(WHAT THE TASK ASKS) Print the line containing "find the cluster of blooms" and every later line of the records. Keep each one exactly as given, ending with the last.

Records from a dataset:
<<<<

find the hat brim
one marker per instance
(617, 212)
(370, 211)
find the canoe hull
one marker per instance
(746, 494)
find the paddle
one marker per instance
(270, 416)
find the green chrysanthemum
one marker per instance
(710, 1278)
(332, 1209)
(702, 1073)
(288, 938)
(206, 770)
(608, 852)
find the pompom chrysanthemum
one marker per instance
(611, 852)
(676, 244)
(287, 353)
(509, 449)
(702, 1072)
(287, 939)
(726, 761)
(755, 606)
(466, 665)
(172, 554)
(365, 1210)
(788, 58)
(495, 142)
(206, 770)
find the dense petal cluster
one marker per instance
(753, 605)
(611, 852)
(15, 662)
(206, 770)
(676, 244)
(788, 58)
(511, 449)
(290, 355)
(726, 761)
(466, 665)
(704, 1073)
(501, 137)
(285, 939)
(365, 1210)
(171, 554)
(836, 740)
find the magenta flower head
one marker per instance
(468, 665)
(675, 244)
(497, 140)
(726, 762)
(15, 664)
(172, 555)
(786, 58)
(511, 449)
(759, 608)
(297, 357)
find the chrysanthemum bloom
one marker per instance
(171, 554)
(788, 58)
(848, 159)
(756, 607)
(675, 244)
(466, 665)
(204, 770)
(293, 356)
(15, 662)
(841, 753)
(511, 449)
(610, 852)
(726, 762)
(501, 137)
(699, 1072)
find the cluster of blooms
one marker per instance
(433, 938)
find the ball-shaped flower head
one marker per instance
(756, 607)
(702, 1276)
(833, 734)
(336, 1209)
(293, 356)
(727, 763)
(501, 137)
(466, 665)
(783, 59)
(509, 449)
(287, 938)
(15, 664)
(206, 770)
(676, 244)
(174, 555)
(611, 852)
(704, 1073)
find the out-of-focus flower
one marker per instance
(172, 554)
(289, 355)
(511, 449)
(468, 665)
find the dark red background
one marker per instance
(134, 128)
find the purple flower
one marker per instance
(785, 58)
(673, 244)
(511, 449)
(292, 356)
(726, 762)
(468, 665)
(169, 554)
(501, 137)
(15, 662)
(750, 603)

>>>>

(TASK ANSWER)
find the cluster of blooms
one marker per instance
(433, 938)
find the ball-shaped flower head
one marker per instance
(756, 607)
(702, 1276)
(833, 734)
(336, 1209)
(293, 356)
(727, 763)
(501, 137)
(466, 665)
(783, 59)
(509, 449)
(287, 938)
(15, 664)
(206, 770)
(676, 244)
(174, 555)
(611, 852)
(704, 1073)
find the out-of-focus flower
one marker per instance
(172, 554)
(289, 355)
(511, 449)
(468, 665)
find the dark red background
one marker per instance
(134, 128)
find the purple flower
one marker per instance
(785, 58)
(673, 244)
(511, 449)
(292, 356)
(726, 762)
(468, 665)
(169, 554)
(501, 137)
(15, 662)
(750, 603)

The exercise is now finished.